___ Extrait fourni
« Nous sommes Charlie. Nous sommes l'humanité »
De notre correspondant à Paris, Thibaut Gruel
« Dimanche matin, le 11 janvier, Paris semble calme sous un léger soleil, si rare à cette période de l’année. À tous les coins de la ville, sur les marchés, les étales proposent leurs produits traditionnels pendant que les badauds prennent leur café au troquet du coin. Mais l’atmosphère a quelque chose de particulier. Au lieu de prendre leurs temps, comme un dimanche normal, les gens se dépêchent de finir leurs courses pour rentrer chez eux. Le peuple de Paris se prépare à prendre la direction de la République.
Dès 13h, la place est noire de monde. À 14h, il était impossible de prendre le métro à plus de dix stations de République. Des centaines, des milliers de drapeaux tricolores, d’affiches ou autres banderoles « Je suis Charlie » sont sortis. À ceux-ci s’ajoutent des drapeaux chiliens, brésiliens, espagnols, marocains, algériens, israéliens, anglais, italiens, bosniaques, turcs, la liste est exhaustive…Dans le métro déjà, certains commencaient à entonner La Marseillaise timidement, comme impatients d’y être. Par conviction, par amour de la liberté, par besoin de montrer au monde entier que nous nous tenons debout.
À l’heure prévue de la manifestation, soit 15h, on ne peut plus avancer dans les rues à plus d’un demi-kilomètre de la place. Mais les gens sont patients, ils applaudissent les camions de pompiers qui passent, répondent en cœur à la population aux fenêtres qui lance des « Vive La France » et des « Je suis flic, je suis juif, je suis Charlie ».
De nombreux enfants sont présents, très jeunes pour certains, mais qui pour la plupart semblent comprendre ce qu’il se passe.
Une scène est presque irréelle. Les cars de CRS (Compagnies républicaines de sécurité) qui tentent de traverser la foule sont applaudis pour leur travail des derniers jours. Une jeune femme, percing à la lèvre, confie dans un sourire : « je n’aurais cru un jour applaudir la police ! ».
______
## Activité A
Condensez sous forme de liste le paragraphe du reportage sur la marche du 11 janvier à Paris qui commence par « Dès 13h, la place est noire de monde », sans perdre ses faits principaux.
## Activité B
Selon le reportage sur la marche du 11 janvier à Paris, à quelle heure la manifestation devait-elle commencer ?
## Activité C
Reprenez le reportage sur la marche du 11 janvier à Paris à la suite de sa dernière phrase et poursuivez-le.
Les entrées n'ont aucun lien avec le reportage sur la marche du 11 janvier à Paris.
___ Entrées présentées
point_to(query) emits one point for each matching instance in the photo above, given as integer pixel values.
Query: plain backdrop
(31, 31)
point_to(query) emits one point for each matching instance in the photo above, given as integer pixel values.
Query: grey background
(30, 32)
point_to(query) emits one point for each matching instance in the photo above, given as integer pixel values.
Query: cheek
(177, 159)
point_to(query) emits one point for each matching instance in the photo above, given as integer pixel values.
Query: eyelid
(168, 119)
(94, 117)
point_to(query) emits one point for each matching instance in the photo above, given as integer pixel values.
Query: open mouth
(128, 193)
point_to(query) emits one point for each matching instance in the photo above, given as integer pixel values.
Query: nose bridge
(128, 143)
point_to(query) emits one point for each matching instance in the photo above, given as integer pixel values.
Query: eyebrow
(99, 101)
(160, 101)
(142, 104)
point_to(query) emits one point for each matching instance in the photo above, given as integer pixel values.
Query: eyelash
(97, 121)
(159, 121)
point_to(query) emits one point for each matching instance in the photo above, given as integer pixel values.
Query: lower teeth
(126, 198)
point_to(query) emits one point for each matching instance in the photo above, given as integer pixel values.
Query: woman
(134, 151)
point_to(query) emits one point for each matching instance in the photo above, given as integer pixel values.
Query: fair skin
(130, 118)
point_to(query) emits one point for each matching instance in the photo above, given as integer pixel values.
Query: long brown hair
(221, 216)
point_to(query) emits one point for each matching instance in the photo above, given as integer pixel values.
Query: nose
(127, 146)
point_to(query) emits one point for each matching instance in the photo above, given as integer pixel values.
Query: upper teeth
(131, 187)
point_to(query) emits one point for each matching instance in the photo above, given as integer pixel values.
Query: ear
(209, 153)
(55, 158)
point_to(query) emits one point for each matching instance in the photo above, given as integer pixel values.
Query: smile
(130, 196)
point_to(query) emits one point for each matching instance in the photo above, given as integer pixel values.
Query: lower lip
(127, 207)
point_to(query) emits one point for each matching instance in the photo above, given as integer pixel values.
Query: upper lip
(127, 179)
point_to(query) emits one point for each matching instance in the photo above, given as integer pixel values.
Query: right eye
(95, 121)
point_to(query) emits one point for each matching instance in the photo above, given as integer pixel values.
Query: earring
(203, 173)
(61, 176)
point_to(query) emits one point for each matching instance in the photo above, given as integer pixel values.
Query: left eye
______
## Réponse rédigée A
- Dès 13h, la place est noire de monde.
- À 14h, il est impossible de prendre le métro à plus de dix stations de République.
- Des milliers de drapeaux tricolores, d'affiches et de banderoles « Je suis Charlie » sont sortis.
- S'y ajoutent des drapeaux de nombreux pays : chiliens, brésiliens, espagnols, marocains, algériens, israéliens, anglais, italiens, bosniaques, turcs.
- Dans le métro, certains entonnent déjà timidement La Marseillaise.
- Ils le font par conviction, par amour de la liberté et pour montrer au monde entier que « nous nous tenons debout ».

## Réponse rédigée B
À 15h.

## Réponse rédigée C
Boulevard Voltaire, l’avancée est plus fluide. Le cortège a commencé sa marche en direction de la place de la Nation. Un esprit serein et puissant émane de la foule. Dans les regards, on sent de la peine, mais aussi de l’espoir, l’envie de montrer que nous sommes unis. Et une forme d’émerveillement. La foule peut faire peur, aujourd’hui elle anime, elle envoie de la force et de la grandeur. On s’y sent bien. Tous sourient de voir que l’appel a été entendu.
Au deuxième étage d’un immeuble haussmannien, une petite fille harangue les manifestants. Elle doit avoir 10 ans tout au plus et crie de sa petite voix motivée « Je suis Charlie » et « Vivela France ! ». Les marcheurs applaudissent, reprennent en cœur ses appels à un monde meilleur.
Un stylo géant passe au milieu de la foule. Le stylo, le symbole de l’intelligence, du savoir et la création. Tout l’inverse d’une kalachnikov. À chacun ses armes.
La nuit tombée, la place de la Nationest toute aussi envahie que l’était République, si ce n’est plus encore. Dans les grandes artères, on n’avance plus, mais on applaudit toujours, on chante encore La Marseillaise. Les slogans restent les mêmes. Pour bien ancrer l’idée dans l’esprit du monde entier que si l’on s’attaque à nos fondamentaux, le peuple français, et toute personne aimant ce pays, se lèvera et fera front.
Dimanche 11 janvier 2015 à Paris, il n’y avait que des gens unis, et fiers de se battre pour le plus beau droit humain, la Liberté. Au nom de l’humanité toute entière.»